PROVIDED PASSAGE:
########

Posted by: lori | April 28, 2008 at 03:17 PM
I subscribe to the "self-interest" approach because it's the most compelling to those who would otherwise oppose environmental action. What's becoming more and more clear with each passing day is that the scale of our environmental challenges has yet to be fully understood, and the solutions to the challenges are far too few. In order to overcome the challenges we will need to *discover* new ways, new materials, new processes...to the extent that we make anything extinct we are limiting our ability to discover.
Kent
www.ecounit.com
Posted by: Kent Ragen | April 28, 2008 at 03:49 PM
the rosy periwinkle is, or was, native to madagascar. it turned out to be a very useful chemotherapeutic agent. luckily we found that use for it and learned to synthesize it before it became extinct. many thousands of people are alive because it was used and synthesized.
while i believe that life has a right to live, many do not. if those will respect an environment because it's utility is unknown, then that is a step in the right direction. perhaps it will buy some time to spread the periwinkle story to those who care for themselves before all else.

########

(Records excerpted from a collection)
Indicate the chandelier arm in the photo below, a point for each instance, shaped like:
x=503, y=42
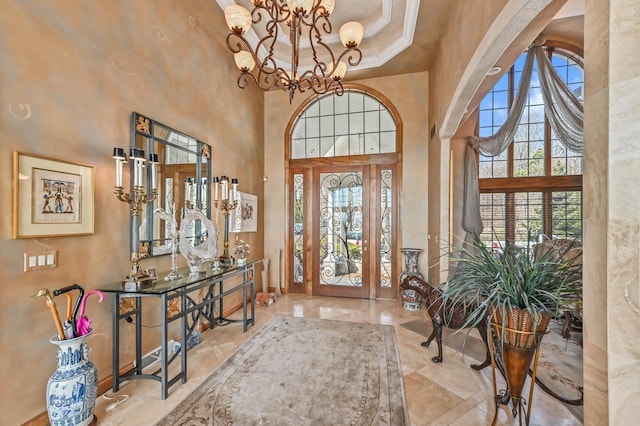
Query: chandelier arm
x=267, y=74
x=352, y=55
x=236, y=42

########

PARTS OF THE EXERCISE:
- 1) According to the blog comments on extinction, where is the rosy periwinkle native to?
- 2) Write the next part of the blog comments on extinction, starting after their last sentence.

ANSWERS TO EACH TASK:
- 1) Madagascar.

- 2)
Posted by: emmer | April 28, 2008 at 06:32 PM
All good stuff to think about on your drive home from work. Who needs diversity when you can encase your body in a stinky hunk of metal and and cruise down the interstate dead zone. Humans come up with such great ideas!
Posted by: Leslie | April 28, 2008 at 07:25 PM
Here's a question: if you had to name one characteristic of the mindset/worldview/culture that drove us to this point, what would that characteristic be?
I ask this because my answer is "self-interest" and it seems strange to read about people who expect a different outcome from the same cultural engine.
I understand that self-interest is a powerful motivator, but self interest is different for every single person depending on their values.
Somebody above called me anti-human and I disagree - I think humans have a place on this earth as long as we can follow the rules. It's not our planet, we can't just ruin it without consequence.
Posted by: Mike | April 28, 2008 at 09:03 PM
Mike,
Maybe ignorance, in addition to self-interest.
Posted by: Leslie | April 29, 2008 at 10:43 AM
I think it would be more fruitful to denounce the environmental damage caused by factory farming from where most meat comes from. It is time for environmentalists to take onboard the vegetarian message. Why the resistance? Of all things we can do for the environment, not eating meat is the easiest - surely a lot easier than not transporting yourself to work.
We also must get rid of this 'self-interest' approach. Although compelling, it perpetuates the very philosophy that is ruining the planet - that everything belongs to us. If we stick to it, the 'fight' against climate change will be a futile, self-delusional enterprise.